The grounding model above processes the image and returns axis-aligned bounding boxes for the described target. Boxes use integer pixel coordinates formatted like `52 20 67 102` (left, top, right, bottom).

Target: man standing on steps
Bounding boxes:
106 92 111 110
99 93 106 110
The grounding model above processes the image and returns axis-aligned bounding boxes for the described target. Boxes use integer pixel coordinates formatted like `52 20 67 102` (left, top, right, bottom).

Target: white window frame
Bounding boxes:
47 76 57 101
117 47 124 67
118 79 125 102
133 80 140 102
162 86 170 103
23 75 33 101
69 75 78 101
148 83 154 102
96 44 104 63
*-*-*
Copy every line of the data above in full, adding 142 to each bounding box coordinate listed under "Bounding boxes:" and leaving the sample `52 20 67 102` as it is.

The grounding model above processes the image and returns axis-aligned bounding boxes for the described target. Boxes use integer pixel coordinates formatted like `52 20 67 102` (left, top, right, bottom).

Target: man standing on steps
Bounding boxes:
248 234 253 252
241 235 248 252
The grounding model above processes the image and returns axis-aligned bounding boxes for the described target. Boxes use integer pixel coordinates formatted like `52 20 67 102` (left, top, right, bottom).

Target: white window frame
Bounding boxes:
189 218 199 243
259 189 266 209
260 221 267 244
275 222 282 244
304 228 312 245
165 217 175 243
211 217 220 243
290 225 296 244
238 186 246 205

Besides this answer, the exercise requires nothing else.